**THE TASKS**
[1] List every military rank named in the article on officers' uprightness.
[2] Write the next few sentences of the article on officers' uprightness.

**PAGE TEXT**
--------

Banking on values
At a time when officers of the defence forces are under fire for reasons we all know, let me tell you about two people who, not caring about the consequences, upheld the dignity of the uniform.india Updated: Dec 02, 2010 22:47 IST
At a time when officers of the defence forces are under fire for reasons we all know, let me tell you about two people who, not caring about the consequences, upheld the dignity of the uniform.
In the 50s in Kashmir, when the then minister of a prominent state beckoned Colonel Thakur Kuldip Singh Ludra with a finger, he didn’t budge. The infuriated minister waved at him again, to which the colonel retorted: “I’m an officer of the Indian Army. A Second-Lieutenant of the Indian Army is to be addressed as ‘Mr’, others’ names are prefixed with their ranks.” Not many ministers may have got a public lecture on etiquette. The only thing that may have prevented the accumulation of more brass on Colonel Ludra’s shoulders was his in-your-face attitude. His three sons serve in the air force, army and navy, happy to have inherited a sense of uprightness from their father.
Second, newly-married and posted at Pune, I took my wife to the National Defence Academy, Khadakvasla, where I had received my initial military grooming. We got a chance to attend the passing out parade, which was being reviewed by Admiral Ronnie Pereira, a father figure who personified uprightness. After a brief conversation, he told my wife: “You may not get enough money in your bank, but you’ll never fall short of respect.”

--------

Object point labels
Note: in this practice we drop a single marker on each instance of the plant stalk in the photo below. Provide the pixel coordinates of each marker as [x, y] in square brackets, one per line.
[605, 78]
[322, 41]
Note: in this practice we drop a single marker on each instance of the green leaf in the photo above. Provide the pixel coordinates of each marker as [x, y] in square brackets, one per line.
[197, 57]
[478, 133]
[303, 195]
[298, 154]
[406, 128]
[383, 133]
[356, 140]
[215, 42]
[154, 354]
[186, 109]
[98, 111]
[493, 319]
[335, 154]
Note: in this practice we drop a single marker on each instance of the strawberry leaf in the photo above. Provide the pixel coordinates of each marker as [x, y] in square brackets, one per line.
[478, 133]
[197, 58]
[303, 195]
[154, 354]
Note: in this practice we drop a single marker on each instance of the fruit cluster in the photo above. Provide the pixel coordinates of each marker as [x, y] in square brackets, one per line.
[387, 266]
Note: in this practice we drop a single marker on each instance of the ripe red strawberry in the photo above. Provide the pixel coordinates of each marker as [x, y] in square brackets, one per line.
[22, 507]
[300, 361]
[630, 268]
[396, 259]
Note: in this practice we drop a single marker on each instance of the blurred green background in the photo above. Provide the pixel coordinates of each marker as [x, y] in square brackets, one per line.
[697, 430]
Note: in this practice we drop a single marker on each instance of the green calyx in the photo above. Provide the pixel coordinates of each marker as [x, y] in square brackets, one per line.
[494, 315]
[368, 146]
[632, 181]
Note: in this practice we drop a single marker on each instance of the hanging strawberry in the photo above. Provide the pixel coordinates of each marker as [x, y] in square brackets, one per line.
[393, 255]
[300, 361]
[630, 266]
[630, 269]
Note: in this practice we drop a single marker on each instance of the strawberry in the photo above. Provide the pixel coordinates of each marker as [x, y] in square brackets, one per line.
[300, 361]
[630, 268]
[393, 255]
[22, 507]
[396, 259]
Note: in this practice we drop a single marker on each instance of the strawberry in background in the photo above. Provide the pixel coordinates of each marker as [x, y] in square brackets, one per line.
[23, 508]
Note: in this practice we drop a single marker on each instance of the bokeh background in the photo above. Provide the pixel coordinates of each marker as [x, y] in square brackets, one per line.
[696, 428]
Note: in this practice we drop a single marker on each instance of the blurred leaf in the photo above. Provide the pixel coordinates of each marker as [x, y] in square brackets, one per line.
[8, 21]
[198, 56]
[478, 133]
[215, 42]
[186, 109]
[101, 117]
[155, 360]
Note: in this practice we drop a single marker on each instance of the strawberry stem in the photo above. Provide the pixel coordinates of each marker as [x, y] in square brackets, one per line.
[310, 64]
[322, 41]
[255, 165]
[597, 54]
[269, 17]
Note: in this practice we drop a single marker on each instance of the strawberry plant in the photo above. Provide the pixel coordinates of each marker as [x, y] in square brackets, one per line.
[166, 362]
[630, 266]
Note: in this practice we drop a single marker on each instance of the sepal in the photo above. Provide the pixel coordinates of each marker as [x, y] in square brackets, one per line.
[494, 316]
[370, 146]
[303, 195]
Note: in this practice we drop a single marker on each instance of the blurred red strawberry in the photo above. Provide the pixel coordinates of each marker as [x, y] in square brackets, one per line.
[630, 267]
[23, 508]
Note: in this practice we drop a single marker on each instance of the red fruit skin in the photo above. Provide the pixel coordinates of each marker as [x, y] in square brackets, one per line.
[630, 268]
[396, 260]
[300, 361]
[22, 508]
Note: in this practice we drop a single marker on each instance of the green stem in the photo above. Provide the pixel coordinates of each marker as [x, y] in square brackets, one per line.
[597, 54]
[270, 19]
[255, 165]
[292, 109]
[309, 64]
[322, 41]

--------

**ANSWERS TO THE PROBLEMS**
[1] Colonel, Second-Lieutenant, Admiral

[2]
There is a story about Ronnie Pereira. When he was a flag officer commanding-in-chief and on a visit to Delhi, the staff car sent to ferry him broke down unexpectedly. The young officer detailed to receive him grew nervous. But the admiral calmed him. The admiral was dressed in civvies. In order to ensure that people don’t see a uniformed officer pushing a car, he asked the young officer to sit in the car while he pushed the vehicle. After retirement, the admiral met with an accident while driving a scooter. He had spent most of his savings on others.
The incidents show that we have a bank account that’s full of values. Now is the time to draw from it.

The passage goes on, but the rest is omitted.